Problem statement: Give back the full data character for character.

***** Available data *****

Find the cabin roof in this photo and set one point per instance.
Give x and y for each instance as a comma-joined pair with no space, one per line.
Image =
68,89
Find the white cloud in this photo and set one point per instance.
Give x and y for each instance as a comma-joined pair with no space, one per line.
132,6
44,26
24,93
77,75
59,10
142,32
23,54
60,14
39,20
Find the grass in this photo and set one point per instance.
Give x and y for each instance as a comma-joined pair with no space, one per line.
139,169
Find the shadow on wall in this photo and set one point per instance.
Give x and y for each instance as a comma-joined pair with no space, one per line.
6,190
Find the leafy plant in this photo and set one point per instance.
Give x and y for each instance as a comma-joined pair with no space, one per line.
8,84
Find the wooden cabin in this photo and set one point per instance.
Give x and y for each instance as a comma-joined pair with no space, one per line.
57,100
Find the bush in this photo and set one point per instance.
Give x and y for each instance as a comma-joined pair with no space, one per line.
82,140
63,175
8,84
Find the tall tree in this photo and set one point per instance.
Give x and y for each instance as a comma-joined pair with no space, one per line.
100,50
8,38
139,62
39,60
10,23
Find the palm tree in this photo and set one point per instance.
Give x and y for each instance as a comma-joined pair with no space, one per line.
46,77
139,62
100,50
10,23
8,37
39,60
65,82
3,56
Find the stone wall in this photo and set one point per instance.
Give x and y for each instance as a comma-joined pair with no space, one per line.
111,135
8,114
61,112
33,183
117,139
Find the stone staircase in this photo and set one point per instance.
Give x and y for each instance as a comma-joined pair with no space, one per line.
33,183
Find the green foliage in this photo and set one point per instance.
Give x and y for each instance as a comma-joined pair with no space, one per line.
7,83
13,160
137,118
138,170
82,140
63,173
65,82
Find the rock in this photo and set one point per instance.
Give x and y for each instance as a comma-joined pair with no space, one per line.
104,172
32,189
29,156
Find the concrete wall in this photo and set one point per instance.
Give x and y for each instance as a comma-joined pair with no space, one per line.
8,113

*****

Expected answer:
Find the cabin roof in this photo and set one point per instance.
Give x and y for each instance as a comma-joined pair with no space, one per line.
Image =
68,89
Find the white cloud in this photo and set one point per instance.
Give x and y for each instance as a comma-joined pair with no space, one per line.
132,6
44,26
24,93
77,75
59,10
142,32
23,54
60,14
39,20
Find the grass in this photo and set one point per instance.
Give x and y for each instance as a comma-joined pair with no space, one per line.
139,169
Find the shadow on wall in this photo and set one point per instance.
Give x and y for each instance as a comma-joined pair with no space, one per line.
6,190
Find the leafy plant in this photo and set one point per instance.
Give x and y for each instance as a comma-joined pair with no space, one per line.
8,84
Find the wooden cabin in this photo and set one point per instance.
Give x and y for each instance as a comma-joined pair with no space, one per line.
57,100
Find the bush in this photo and set one point per instance.
Give x and y for each instance as a comma-joined pair with no space, one per line.
82,140
63,175
8,84
Find the tall tree in this photo and set one point per instance.
Give x and y for each instance as a comma-joined pair with no space, one per line.
100,50
8,38
139,62
39,60
10,23
Find the palm tree in this photo and set one point per instance.
Give x and y for each instance as a comma-joined pair with no space, one per line.
46,77
139,62
100,50
10,23
8,37
39,60
65,82
3,56
Find the stone wall in this photo and set one point per instance.
Give x and y for each instance as a comma-joined pair with no space, one per line.
111,135
8,114
61,112
33,183
117,139
Find the stone staircase in this photo and set one point per instance.
Give x and y for each instance as a comma-joined pair with no space, one per line.
33,183
Find the green foliage in this photo and set one point per instance.
Give x and y for each instance as a comma-joined pair with no space, one per line.
7,83
13,160
137,118
138,170
82,140
63,173
65,82
Find the rock in this photo and set one point per instance.
Give x and y for each instance as a comma-joined pair with no space, one per line.
104,172
32,189
29,156
Find the concrete wall in this photo and set one point per instance.
Give x and y for each instance as a comma-joined pair with no space, one per line.
8,113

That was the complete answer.